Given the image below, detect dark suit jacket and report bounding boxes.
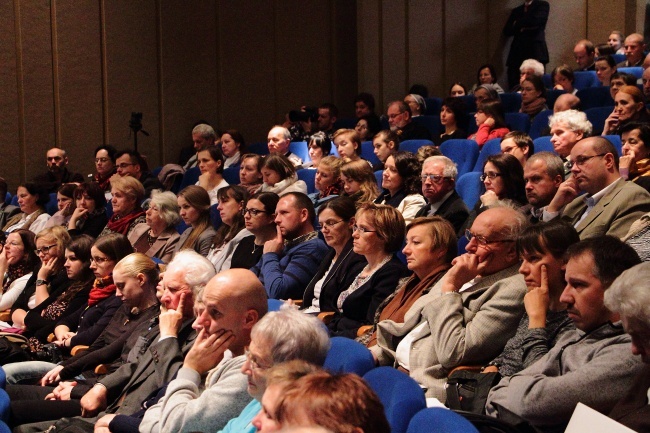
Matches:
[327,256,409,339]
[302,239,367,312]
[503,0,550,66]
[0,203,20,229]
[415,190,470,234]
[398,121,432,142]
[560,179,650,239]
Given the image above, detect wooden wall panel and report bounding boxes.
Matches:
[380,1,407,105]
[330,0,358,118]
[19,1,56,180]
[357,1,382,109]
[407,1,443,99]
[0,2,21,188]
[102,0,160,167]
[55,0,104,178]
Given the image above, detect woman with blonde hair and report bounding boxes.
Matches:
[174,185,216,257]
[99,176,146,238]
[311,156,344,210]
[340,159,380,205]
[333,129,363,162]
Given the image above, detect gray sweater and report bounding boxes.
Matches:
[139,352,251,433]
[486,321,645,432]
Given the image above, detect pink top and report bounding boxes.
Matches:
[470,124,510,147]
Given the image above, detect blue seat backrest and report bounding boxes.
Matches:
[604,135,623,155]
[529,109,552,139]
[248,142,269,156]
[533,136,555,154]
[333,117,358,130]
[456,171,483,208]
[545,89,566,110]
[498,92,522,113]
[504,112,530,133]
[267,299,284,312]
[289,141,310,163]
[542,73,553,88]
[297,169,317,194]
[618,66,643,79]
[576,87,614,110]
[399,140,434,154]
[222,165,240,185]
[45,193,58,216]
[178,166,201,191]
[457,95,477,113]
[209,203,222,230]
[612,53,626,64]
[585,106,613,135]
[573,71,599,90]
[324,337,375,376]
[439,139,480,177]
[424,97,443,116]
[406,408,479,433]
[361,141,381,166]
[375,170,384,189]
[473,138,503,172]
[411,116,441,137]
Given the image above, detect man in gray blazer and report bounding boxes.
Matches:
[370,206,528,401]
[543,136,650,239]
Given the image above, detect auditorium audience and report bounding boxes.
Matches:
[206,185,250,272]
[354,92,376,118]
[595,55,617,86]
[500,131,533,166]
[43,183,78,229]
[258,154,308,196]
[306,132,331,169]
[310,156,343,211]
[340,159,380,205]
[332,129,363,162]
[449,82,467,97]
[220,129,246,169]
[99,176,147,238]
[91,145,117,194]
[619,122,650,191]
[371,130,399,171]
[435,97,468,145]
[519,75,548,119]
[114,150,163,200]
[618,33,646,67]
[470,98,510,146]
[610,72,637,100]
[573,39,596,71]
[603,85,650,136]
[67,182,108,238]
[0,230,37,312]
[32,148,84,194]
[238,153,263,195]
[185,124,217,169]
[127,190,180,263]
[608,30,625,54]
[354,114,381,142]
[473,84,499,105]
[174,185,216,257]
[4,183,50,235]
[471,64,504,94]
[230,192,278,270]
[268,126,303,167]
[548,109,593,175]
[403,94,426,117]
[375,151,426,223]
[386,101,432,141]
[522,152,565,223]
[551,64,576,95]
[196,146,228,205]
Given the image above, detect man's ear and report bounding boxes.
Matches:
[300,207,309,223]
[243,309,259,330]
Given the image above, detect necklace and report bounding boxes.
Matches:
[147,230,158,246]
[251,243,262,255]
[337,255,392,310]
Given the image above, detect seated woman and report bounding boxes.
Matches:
..........
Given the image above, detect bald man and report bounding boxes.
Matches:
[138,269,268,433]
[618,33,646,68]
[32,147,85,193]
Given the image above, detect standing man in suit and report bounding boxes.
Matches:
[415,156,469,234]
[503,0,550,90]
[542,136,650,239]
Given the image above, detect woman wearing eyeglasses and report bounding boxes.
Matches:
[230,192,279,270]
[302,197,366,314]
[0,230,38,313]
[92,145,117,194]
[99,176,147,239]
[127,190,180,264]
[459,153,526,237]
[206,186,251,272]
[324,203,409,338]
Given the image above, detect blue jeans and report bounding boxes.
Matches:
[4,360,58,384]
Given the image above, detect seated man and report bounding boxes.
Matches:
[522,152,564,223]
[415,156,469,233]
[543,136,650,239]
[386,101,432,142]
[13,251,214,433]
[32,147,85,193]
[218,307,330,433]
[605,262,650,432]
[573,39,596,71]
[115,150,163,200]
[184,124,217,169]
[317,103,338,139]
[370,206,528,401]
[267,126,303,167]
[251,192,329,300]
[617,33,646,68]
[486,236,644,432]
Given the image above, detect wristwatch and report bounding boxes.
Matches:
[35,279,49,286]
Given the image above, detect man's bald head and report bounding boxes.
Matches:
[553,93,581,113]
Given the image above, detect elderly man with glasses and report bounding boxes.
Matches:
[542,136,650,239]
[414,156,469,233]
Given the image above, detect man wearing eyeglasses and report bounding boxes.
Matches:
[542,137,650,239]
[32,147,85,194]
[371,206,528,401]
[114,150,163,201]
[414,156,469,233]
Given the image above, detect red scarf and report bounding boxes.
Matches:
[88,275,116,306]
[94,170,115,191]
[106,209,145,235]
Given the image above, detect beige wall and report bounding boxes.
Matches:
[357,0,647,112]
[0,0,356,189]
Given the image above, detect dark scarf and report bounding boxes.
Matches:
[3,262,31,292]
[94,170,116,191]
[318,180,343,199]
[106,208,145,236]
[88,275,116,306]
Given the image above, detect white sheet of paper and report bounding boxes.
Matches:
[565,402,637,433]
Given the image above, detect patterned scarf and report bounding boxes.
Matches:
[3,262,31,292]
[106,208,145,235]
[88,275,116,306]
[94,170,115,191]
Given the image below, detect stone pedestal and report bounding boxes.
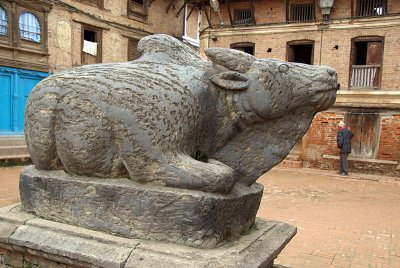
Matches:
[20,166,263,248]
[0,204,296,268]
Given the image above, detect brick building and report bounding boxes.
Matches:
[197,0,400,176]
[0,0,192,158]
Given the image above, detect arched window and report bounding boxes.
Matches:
..........
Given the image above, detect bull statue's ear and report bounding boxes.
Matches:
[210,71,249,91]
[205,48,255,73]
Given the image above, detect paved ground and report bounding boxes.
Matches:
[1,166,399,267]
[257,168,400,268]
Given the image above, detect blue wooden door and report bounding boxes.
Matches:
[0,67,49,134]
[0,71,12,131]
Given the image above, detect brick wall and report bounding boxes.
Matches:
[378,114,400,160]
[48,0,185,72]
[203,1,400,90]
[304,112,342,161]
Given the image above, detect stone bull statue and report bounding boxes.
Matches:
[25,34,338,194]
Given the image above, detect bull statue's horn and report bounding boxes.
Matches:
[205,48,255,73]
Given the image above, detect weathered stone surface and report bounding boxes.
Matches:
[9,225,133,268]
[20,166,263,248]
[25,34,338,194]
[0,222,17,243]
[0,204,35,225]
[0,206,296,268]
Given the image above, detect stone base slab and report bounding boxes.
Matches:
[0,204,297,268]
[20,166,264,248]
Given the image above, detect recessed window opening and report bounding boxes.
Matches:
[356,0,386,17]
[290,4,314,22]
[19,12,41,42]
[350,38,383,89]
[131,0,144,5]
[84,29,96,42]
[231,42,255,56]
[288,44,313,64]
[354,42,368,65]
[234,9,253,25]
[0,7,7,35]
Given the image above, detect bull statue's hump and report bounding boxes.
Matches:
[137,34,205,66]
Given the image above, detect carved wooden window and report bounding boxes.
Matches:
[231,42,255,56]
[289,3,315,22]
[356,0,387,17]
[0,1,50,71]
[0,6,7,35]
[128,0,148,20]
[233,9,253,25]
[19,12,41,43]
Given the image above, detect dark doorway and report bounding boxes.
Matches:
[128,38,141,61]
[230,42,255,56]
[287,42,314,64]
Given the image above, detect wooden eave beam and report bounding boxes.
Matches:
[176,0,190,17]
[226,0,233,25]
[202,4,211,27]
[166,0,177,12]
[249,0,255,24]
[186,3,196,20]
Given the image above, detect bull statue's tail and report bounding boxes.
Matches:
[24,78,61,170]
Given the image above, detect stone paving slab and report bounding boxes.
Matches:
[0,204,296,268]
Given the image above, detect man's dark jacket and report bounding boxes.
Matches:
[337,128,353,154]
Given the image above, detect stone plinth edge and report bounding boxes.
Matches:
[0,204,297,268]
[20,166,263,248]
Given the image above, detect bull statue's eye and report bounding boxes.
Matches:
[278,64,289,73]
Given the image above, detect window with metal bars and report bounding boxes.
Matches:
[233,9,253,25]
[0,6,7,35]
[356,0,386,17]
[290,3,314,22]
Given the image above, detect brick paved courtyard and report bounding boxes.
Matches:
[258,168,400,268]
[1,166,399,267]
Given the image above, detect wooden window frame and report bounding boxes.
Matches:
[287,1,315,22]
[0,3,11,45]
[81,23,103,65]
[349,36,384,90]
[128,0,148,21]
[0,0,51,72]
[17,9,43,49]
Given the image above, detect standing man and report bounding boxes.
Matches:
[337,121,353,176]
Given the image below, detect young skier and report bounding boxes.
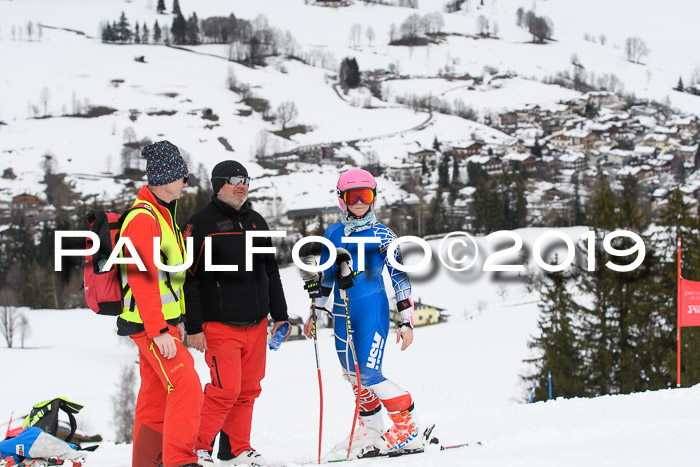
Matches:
..........
**About this task:**
All that should be printed is the run of lines above from the one with "Given the image below, detect dark" through the one with "Given the image above, detect blue seat", both included, exactly as given, with pictures left out.

**Problem solution:**
Given the image below, detect dark suit jacket and report bounding boxes.
Matches:
[327,256,409,339]
[302,239,367,312]
[503,0,550,66]
[0,203,20,229]
[415,190,470,234]
[398,121,432,142]
[560,179,650,239]
Given the image above, detect wooden wall panel and report bounding boxes.
Matches:
[380,1,407,105]
[330,0,358,118]
[19,1,56,180]
[357,1,382,109]
[407,1,443,99]
[0,2,21,188]
[102,0,160,167]
[55,0,104,178]
Given the image above, detect woman with blonde hair and report bounding boxes.
Matches:
[174,185,216,257]
[99,176,146,238]
[311,156,344,210]
[340,159,380,205]
[333,129,363,162]
Given the image above, detect gray sweater and report bounding boxes.
Matches:
[139,352,251,433]
[486,321,645,432]
Given the image above, detect pink top and report bounding boxes.
Matches:
[470,124,510,147]
Given the image above, detect blue seat backrest and report bounding boxes.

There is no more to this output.